AIM OF THE EXERCISE —
Rewrite the material below, substituting "flag" for each occurrence of "banner" and keeping every other word unchanged. Omit the pictures from the rewritten version.

RAW DATA —
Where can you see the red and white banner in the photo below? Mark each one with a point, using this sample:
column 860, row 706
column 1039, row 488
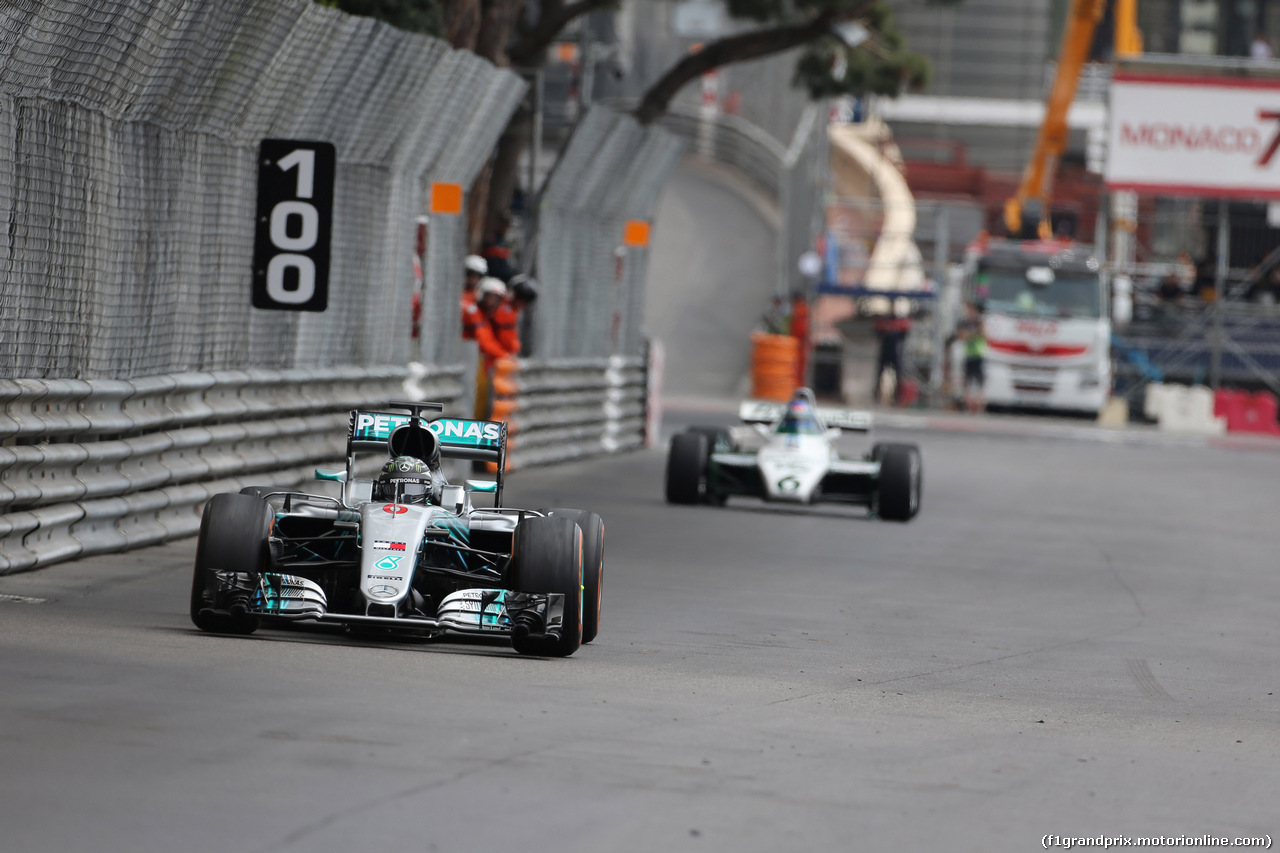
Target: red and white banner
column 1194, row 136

WRITTEN SOLUTION —
Where can you see the red and white flag in the photo below? Mark each one with a point, using this sample:
column 860, row 706
column 1039, row 488
Target: red and white flag
column 1194, row 136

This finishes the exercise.